* What needs to be done: Please return the records below exactly as they stand.

[[ Material provided, beginning ]]

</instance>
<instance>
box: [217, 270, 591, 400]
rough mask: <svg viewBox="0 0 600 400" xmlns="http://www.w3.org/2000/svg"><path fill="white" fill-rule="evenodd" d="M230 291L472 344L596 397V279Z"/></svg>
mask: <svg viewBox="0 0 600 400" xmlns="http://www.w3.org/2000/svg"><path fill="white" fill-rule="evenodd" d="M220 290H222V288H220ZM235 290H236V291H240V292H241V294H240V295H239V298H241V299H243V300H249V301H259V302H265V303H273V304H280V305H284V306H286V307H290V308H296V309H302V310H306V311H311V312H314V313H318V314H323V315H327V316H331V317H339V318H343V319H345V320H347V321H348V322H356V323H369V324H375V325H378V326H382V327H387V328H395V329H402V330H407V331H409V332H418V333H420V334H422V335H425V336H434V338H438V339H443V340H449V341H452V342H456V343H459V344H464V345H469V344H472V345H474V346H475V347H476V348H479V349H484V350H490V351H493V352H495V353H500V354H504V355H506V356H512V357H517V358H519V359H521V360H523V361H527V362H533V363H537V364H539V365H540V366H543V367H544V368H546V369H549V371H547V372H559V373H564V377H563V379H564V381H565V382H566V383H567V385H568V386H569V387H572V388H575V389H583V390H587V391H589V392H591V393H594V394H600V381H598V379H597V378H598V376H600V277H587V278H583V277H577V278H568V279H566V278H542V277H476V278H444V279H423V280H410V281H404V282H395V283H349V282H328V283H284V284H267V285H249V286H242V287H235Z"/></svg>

[[ Material provided, end ]]

* Written reply:
</instance>
<instance>
box: [217, 270, 591, 400]
rough mask: <svg viewBox="0 0 600 400" xmlns="http://www.w3.org/2000/svg"><path fill="white" fill-rule="evenodd" d="M230 291L472 344L596 397V279Z"/></svg>
mask: <svg viewBox="0 0 600 400" xmlns="http://www.w3.org/2000/svg"><path fill="white" fill-rule="evenodd" d="M220 290H222V288H220ZM235 290H236V291H240V292H241V294H240V295H239V298H241V299H243V300H249V301H259V302H265V303H273V304H280V305H284V306H286V307H290V308H296V309H302V310H306V311H311V312H314V313H318V314H323V315H327V316H331V317H339V318H343V319H345V320H347V321H348V322H356V323H369V324H375V325H378V326H382V327H387V328H395V329H402V330H407V331H409V332H418V333H420V334H422V335H425V336H434V338H438V339H443V340H449V341H452V342H456V343H459V344H464V345H469V344H472V345H474V346H475V347H476V348H479V349H484V350H490V351H493V352H495V353H500V354H504V355H506V356H512V357H517V358H519V359H521V360H523V361H527V362H533V363H537V364H539V365H540V366H543V367H544V368H546V369H549V371H547V372H559V373H564V377H563V379H564V381H565V382H566V383H567V385H568V386H569V387H572V388H575V389H583V390H587V391H589V392H591V393H594V394H600V381H598V379H597V378H598V376H600V277H587V278H583V277H577V278H568V279H566V278H542V277H476V278H444V279H423V280H410V281H404V282H395V283H349V282H328V283H284V284H267V285H249V286H242V287H235Z"/></svg>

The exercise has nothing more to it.